* **Problem to solve**:
Please write out word for word the opening lines of the material, including the line with "Target: sky" as the last.

* **Supplied data**:
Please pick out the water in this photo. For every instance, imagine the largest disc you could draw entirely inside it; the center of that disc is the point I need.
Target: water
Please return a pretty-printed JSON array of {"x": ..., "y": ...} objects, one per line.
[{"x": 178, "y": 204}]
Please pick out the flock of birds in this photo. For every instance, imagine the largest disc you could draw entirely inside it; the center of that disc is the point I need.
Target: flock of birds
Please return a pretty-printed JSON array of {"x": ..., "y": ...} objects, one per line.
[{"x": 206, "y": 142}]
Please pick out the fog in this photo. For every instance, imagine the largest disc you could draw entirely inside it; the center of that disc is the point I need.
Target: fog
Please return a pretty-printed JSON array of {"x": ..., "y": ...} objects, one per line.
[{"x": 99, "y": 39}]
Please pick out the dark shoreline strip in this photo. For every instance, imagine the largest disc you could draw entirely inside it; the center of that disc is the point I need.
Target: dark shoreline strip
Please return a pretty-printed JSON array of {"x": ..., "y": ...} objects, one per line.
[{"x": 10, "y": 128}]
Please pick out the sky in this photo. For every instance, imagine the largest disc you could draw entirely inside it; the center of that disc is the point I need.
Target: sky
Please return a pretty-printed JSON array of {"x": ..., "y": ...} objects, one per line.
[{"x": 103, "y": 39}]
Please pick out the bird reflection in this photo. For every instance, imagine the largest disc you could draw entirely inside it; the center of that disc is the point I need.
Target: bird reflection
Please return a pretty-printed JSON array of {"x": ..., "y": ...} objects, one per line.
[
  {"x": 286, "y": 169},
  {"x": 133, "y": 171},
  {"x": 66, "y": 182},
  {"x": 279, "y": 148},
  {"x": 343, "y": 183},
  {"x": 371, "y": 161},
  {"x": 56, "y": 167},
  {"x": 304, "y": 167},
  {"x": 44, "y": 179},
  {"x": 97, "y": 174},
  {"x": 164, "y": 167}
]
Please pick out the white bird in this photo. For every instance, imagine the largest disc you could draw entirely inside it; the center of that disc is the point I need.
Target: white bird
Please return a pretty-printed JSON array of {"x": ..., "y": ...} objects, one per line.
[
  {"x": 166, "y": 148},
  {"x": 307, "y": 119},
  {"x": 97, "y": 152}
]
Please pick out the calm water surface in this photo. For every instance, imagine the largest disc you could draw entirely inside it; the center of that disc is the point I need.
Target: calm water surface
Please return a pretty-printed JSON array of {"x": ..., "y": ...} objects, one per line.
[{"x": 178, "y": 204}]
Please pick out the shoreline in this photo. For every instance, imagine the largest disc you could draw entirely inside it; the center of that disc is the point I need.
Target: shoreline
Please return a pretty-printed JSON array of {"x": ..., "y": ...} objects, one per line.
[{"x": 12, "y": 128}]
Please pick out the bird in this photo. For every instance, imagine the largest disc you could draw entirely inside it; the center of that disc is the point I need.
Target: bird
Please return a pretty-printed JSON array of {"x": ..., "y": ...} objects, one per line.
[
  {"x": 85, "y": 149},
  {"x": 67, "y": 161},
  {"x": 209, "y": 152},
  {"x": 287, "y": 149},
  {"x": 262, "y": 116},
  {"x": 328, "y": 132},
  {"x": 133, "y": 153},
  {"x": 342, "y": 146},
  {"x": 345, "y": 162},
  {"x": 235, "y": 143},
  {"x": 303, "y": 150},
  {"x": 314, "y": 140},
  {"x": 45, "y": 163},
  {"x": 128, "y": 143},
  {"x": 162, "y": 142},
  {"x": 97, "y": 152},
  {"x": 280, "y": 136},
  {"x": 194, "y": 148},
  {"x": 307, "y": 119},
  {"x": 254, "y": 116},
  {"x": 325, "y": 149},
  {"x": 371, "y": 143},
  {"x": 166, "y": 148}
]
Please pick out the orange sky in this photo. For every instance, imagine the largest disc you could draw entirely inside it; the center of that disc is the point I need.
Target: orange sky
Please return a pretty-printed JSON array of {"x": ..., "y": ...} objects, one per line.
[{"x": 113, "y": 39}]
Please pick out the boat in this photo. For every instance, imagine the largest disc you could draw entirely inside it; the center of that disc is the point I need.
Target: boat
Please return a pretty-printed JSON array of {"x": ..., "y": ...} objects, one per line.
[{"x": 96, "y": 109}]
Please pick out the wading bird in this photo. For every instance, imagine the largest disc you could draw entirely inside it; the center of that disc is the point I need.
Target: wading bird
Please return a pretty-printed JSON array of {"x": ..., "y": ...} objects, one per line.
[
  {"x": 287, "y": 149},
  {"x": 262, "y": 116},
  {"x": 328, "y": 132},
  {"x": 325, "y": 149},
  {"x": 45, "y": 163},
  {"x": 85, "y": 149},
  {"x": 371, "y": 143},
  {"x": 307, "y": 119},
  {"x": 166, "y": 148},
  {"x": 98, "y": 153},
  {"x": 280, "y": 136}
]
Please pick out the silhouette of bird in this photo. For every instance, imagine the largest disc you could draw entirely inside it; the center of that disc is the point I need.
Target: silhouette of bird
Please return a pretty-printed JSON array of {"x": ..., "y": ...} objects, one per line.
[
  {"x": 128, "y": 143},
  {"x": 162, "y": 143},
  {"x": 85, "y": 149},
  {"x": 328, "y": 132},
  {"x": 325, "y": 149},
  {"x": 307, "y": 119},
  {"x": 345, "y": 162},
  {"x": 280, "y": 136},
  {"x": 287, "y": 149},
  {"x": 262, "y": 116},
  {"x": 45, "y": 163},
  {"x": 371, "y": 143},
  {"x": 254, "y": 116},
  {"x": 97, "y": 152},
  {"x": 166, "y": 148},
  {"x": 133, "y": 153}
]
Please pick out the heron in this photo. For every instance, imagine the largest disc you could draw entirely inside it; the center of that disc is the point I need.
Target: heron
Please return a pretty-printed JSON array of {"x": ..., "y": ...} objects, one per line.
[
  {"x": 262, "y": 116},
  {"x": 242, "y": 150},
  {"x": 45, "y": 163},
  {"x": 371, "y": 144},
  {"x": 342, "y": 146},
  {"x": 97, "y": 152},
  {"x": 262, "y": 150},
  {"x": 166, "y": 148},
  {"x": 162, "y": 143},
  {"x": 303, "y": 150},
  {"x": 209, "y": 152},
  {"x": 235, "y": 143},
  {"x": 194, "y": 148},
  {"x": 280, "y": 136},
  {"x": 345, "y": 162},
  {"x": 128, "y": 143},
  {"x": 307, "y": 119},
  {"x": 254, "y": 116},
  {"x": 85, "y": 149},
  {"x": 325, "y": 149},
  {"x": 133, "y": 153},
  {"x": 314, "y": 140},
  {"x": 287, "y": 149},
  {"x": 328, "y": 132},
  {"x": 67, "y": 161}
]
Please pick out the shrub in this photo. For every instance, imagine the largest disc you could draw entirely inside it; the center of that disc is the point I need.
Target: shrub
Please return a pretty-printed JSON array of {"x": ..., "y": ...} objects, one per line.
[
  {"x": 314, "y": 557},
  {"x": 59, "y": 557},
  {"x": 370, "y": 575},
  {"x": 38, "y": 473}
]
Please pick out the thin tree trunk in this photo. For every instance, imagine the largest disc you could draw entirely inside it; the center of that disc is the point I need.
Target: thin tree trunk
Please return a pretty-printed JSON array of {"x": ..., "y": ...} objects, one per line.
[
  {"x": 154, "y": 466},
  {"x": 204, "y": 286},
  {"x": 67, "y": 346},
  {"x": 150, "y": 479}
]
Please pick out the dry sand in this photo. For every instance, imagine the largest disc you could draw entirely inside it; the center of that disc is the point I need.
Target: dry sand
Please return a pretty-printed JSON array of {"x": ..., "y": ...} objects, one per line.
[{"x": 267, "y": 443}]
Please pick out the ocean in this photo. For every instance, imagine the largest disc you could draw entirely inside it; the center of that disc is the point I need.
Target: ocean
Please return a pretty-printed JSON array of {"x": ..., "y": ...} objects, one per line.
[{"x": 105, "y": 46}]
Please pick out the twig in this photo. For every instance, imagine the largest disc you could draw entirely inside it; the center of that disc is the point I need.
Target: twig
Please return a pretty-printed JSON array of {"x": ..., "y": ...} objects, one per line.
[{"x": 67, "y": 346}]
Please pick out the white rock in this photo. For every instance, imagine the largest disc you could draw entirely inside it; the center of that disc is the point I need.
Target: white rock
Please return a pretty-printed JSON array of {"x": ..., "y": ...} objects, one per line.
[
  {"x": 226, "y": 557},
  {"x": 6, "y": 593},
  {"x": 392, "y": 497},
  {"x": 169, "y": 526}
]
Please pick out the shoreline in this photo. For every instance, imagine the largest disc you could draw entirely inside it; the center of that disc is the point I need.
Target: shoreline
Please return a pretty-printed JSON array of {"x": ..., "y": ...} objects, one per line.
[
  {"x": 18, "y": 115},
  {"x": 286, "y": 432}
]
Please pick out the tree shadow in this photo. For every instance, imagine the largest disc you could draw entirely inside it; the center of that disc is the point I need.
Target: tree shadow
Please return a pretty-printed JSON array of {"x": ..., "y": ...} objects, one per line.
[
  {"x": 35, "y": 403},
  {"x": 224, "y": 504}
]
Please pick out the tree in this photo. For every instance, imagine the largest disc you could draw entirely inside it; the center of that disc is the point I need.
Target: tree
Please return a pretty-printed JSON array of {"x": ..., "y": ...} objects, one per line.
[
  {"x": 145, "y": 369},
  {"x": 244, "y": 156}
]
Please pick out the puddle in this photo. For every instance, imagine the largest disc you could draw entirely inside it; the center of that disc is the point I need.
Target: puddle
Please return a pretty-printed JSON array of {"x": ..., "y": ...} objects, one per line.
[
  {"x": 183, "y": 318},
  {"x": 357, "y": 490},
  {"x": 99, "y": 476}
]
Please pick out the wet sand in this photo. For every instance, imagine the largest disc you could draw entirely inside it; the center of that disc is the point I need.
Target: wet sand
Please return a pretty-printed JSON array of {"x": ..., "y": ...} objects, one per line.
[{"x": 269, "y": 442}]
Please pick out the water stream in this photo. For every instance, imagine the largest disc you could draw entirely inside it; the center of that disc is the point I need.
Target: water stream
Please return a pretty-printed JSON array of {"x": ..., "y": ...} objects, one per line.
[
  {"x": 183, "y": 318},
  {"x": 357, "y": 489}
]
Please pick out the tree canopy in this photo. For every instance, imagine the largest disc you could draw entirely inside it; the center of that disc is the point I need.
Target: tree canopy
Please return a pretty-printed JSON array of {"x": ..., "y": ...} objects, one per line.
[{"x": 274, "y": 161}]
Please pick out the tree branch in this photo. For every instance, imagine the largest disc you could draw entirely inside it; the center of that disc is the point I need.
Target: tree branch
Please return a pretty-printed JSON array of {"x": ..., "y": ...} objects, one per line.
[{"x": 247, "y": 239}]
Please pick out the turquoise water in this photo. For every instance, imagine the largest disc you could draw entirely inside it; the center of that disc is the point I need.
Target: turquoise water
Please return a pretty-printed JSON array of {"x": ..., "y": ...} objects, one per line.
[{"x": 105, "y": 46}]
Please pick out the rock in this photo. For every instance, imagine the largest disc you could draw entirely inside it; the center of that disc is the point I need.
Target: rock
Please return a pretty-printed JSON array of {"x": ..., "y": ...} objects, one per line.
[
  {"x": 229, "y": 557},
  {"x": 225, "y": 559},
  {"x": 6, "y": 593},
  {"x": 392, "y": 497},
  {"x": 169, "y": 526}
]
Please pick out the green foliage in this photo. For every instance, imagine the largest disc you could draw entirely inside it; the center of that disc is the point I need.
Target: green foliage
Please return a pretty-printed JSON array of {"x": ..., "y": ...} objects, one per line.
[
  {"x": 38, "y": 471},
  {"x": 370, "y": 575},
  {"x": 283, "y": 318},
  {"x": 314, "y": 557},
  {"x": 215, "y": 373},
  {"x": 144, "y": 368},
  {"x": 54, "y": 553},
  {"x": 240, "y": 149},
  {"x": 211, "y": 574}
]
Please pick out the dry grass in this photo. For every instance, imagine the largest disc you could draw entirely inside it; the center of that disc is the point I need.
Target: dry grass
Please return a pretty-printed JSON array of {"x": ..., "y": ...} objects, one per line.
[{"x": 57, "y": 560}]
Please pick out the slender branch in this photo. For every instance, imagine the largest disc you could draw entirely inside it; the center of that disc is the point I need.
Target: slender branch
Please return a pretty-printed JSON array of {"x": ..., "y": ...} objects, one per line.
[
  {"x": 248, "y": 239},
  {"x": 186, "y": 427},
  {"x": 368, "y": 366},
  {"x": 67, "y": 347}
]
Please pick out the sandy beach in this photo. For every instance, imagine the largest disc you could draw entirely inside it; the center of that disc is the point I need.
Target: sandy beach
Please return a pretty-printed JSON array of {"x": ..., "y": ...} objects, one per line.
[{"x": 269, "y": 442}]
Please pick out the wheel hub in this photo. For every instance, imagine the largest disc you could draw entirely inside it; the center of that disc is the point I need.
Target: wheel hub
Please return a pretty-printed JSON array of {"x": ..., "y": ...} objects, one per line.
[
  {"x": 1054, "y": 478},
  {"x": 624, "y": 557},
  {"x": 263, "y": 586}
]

* **Answer space**:
Please pick out the water in this photo. For every instance, imagine the largest disc you could draw entirely inside it; the center of that disc is the point I need.
Target: water
Please return a pretty-printed JSON array of {"x": ..., "y": ...} objects, one per line.
[{"x": 178, "y": 204}]
Please pick out the flock of birds in this photo. For every instance, imagine the largest disc you could draw entirely inside it; the center of that disc is the point I need.
Target: flock of birds
Please return a pretty-printed JSON array of {"x": ..., "y": ...} objects, one per line.
[{"x": 206, "y": 142}]
Please pick out the fog in this photo. For every instance, imagine the largest disc you could draw entirely inside it; the center of that disc is the point I need.
Target: fog
Please return a pretty-printed JSON array of {"x": ..., "y": ...} objects, one per line.
[{"x": 99, "y": 39}]
Please pick out the dark shoreline strip in this photo. For every instance, imagine the largest disc you could draw entirely inside it; the center of that disc is the point I need.
Target: dark shoreline strip
Please return a pretty-printed JSON array of {"x": ..., "y": ...} objects, one per line.
[{"x": 10, "y": 128}]
Please pick out the sky in this photo. For every instance, imagine the largest disc you could draw entirely inside it; the center of that disc is the point I need.
Target: sky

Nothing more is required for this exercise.